AIM OF THE TASK → Copy every line that contains the string "leaf" from the entries below.
====== SUPPLIED RECORDS ======
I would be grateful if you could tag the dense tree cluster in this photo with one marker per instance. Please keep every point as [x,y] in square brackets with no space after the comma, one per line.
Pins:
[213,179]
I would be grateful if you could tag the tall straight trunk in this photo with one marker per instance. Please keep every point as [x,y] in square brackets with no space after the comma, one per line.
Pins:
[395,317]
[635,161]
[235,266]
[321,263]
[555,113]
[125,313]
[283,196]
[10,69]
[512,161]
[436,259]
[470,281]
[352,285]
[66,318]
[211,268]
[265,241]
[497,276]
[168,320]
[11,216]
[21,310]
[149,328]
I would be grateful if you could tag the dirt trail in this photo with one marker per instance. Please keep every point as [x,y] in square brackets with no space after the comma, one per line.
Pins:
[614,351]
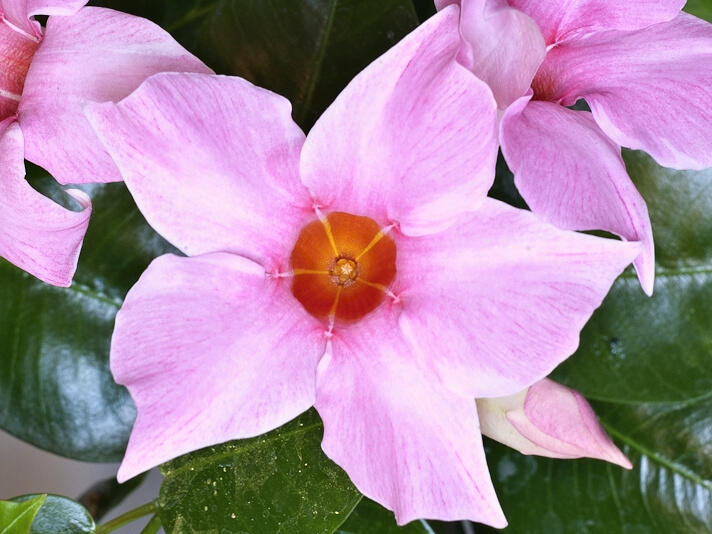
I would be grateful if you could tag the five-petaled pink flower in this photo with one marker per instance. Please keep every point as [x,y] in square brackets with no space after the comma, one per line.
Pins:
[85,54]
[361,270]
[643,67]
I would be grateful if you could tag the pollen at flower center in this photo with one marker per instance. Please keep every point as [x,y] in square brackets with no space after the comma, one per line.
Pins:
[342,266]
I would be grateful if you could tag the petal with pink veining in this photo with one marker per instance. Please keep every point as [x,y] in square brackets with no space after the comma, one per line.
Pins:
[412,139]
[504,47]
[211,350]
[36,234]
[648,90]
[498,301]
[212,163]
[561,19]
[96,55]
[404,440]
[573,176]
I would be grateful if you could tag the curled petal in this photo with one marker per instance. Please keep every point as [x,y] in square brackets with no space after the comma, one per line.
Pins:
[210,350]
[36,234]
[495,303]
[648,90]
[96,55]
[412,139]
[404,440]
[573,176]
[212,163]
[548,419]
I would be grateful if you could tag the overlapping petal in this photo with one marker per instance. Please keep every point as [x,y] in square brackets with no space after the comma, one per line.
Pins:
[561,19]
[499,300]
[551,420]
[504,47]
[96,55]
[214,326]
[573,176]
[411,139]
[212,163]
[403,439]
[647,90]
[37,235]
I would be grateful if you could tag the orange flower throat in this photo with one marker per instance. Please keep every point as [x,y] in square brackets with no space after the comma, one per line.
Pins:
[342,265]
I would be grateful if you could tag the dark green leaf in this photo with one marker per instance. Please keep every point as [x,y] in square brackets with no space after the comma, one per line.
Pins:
======
====== SUPPLIED RECORDS ======
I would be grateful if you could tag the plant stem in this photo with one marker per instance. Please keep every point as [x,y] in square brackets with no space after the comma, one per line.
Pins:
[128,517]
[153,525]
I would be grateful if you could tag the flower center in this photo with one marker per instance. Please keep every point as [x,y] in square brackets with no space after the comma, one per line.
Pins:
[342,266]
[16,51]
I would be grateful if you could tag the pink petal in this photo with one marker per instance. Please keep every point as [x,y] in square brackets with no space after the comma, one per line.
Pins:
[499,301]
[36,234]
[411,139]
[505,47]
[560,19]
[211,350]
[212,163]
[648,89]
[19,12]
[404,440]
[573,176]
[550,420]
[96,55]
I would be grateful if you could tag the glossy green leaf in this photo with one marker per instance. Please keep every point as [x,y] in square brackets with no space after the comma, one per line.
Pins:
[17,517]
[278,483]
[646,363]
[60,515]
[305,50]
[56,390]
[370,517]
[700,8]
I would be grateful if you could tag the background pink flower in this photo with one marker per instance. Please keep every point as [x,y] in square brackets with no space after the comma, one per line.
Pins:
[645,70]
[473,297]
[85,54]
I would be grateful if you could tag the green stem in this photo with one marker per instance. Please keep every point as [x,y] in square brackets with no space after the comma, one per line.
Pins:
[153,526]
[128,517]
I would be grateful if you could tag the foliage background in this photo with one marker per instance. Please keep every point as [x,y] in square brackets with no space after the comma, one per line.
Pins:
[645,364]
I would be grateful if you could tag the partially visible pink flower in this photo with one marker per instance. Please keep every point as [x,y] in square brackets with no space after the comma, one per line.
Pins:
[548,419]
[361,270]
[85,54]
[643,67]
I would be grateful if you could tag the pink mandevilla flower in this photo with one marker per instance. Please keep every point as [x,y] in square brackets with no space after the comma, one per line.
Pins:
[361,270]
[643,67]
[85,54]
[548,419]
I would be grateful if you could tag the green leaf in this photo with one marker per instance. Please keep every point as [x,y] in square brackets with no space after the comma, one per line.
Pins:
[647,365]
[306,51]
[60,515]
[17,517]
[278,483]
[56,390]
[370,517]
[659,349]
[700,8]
======
====== SUPPLIED RECORDS ======
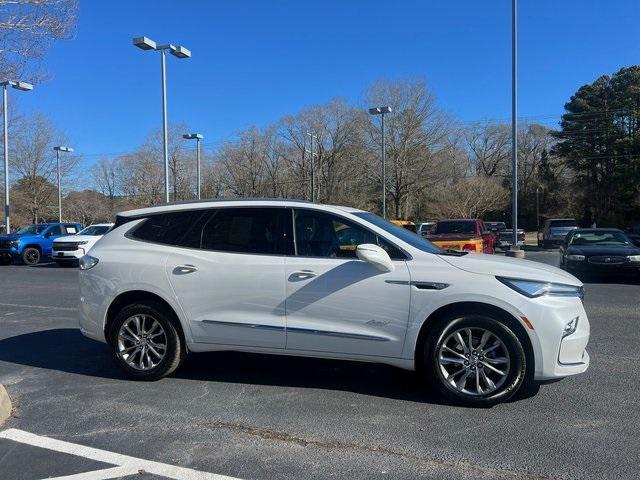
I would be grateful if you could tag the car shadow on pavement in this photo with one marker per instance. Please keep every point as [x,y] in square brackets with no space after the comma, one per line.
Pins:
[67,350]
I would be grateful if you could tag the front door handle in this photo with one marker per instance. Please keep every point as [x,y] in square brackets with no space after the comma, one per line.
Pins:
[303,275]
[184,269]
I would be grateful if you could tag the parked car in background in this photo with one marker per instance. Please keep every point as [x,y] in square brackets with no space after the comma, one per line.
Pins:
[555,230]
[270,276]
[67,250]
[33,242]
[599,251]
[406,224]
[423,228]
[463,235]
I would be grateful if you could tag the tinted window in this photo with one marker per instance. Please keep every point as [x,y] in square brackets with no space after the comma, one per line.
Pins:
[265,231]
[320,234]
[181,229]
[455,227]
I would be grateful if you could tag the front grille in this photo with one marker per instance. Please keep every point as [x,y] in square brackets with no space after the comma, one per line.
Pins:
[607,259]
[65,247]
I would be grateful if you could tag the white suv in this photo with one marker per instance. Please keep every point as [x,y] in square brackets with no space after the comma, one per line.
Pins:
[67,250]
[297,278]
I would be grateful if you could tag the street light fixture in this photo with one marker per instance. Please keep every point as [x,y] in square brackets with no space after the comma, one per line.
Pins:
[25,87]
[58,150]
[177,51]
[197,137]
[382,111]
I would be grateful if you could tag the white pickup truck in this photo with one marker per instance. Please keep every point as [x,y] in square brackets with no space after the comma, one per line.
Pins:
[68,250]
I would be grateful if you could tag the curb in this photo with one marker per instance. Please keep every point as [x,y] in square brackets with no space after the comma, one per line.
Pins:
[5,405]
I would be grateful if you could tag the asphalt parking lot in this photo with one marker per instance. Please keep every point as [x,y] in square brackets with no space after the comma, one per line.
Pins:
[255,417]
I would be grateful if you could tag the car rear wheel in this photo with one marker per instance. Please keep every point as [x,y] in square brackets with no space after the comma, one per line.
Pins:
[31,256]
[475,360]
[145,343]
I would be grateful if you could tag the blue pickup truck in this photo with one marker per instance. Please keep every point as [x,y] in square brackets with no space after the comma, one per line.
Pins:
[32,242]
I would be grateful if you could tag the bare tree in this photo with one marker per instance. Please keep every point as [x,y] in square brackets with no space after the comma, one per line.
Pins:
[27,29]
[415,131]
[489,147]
======
RESPONSE TO THE EXERCISE →
I would be grateful if you could tag the dark green leaf in this photo with one marker per instance. Please keep every point as [x,y] in square brackets with no space after the comma, one per line.
I would be grateful if you could tag the glossy green leaf in this photo with one marker per instance. Please keep every point as [x,y] in square brackets with no space after the comma, one per line.
I would be grateful if you could tag the green leaf in this photo with one marker per instance. Please keep every point as [x,y] in square brackets with no space after the comma, one per line.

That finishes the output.